Directions for this task
Each entry should be transcribed exactly as written, and any picture left out.

Information shown
■ ■ ■ ■ ■ ■ ■

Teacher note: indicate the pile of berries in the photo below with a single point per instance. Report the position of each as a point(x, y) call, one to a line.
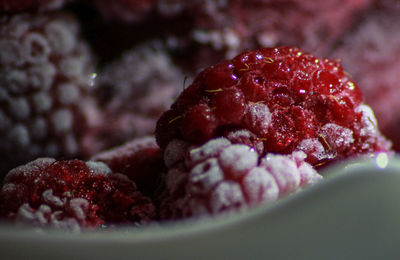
point(101, 142)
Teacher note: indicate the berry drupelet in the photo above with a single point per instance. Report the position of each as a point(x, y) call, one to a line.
point(71, 195)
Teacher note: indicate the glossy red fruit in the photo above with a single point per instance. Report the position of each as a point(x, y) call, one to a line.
point(30, 5)
point(220, 176)
point(289, 99)
point(71, 195)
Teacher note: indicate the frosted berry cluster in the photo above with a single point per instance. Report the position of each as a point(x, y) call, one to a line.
point(220, 177)
point(291, 100)
point(45, 78)
point(70, 195)
point(135, 90)
point(374, 65)
point(11, 6)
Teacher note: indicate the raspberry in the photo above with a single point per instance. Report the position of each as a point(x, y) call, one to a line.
point(220, 176)
point(125, 10)
point(133, 11)
point(221, 29)
point(45, 102)
point(373, 64)
point(71, 194)
point(140, 159)
point(134, 91)
point(30, 5)
point(288, 99)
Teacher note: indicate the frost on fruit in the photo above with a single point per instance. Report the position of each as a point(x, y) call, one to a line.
point(44, 88)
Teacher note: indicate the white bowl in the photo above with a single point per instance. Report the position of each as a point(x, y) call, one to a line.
point(353, 214)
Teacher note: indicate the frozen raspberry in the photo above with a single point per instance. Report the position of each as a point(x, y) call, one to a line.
point(220, 176)
point(140, 159)
point(70, 195)
point(45, 83)
point(289, 99)
point(374, 64)
point(133, 11)
point(30, 5)
point(135, 90)
point(221, 29)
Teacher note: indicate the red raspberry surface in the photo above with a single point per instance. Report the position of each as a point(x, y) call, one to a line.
point(140, 159)
point(30, 5)
point(289, 99)
point(134, 91)
point(71, 194)
point(370, 52)
point(46, 106)
point(220, 176)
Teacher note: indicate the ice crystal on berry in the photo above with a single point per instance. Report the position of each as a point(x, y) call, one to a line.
point(45, 96)
point(220, 176)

■ ■ ■ ■ ■ ■ ■

Exercise answer
Teacher note: indicate the pile of berries in the photo below with a single point per instance. Report the position of each as a point(x, y) call, one to a line.
point(101, 142)
Teacher note: indicate the berry drupelet in the photo above with a single point per instance. Report the position of each as a point(x, y) call, one to a line.
point(71, 195)
Teacher note: indicate the glossy red fruit in the photo above with a single point per instance. Report the position of each as a point(x, y) call, one to a line.
point(30, 5)
point(220, 176)
point(289, 99)
point(71, 195)
Teacher note: indicate the frosted berry cluster in the photo above with a single point per instance. Report the position of each as a point(x, y) call, one to a line.
point(220, 177)
point(291, 100)
point(45, 78)
point(70, 195)
point(135, 90)
point(374, 65)
point(11, 6)
Teacher note: indicate the raspberry in the photo above with a single point per instance. Report the position of each as a point(x, y) call, one to a line.
point(220, 176)
point(125, 10)
point(133, 11)
point(221, 29)
point(45, 102)
point(373, 64)
point(71, 194)
point(140, 159)
point(134, 91)
point(30, 5)
point(288, 99)
Teacher note: indicate the frost on fruit in the photo above with a single point per instance. Report the position of each as a point(x, y) call, one to a line.
point(44, 88)
Teacher note: indicate the white bowl in the photo above with a single point per instance. Report the position of each as a point(x, y) call, one to a line.
point(353, 214)
Teacher note: indicate the frozen raspberry in the photo above with a single point per instance. Report the position of each as a point(x, y) call, one to a line.
point(220, 176)
point(140, 159)
point(70, 195)
point(45, 83)
point(289, 99)
point(374, 64)
point(133, 11)
point(30, 5)
point(135, 90)
point(221, 29)
Teacher note: indicate the red raspberry surface in the photo above with a single point per instance. Report the position of each as a point(x, y) call, one to a line.
point(140, 159)
point(30, 5)
point(289, 99)
point(134, 91)
point(71, 194)
point(370, 52)
point(46, 106)
point(220, 176)
Teacher note: indicate the ice crystal on berry in the photo above with a single point per instance. Report the position of each as a point(x, y) call, one to a line.
point(45, 96)
point(220, 176)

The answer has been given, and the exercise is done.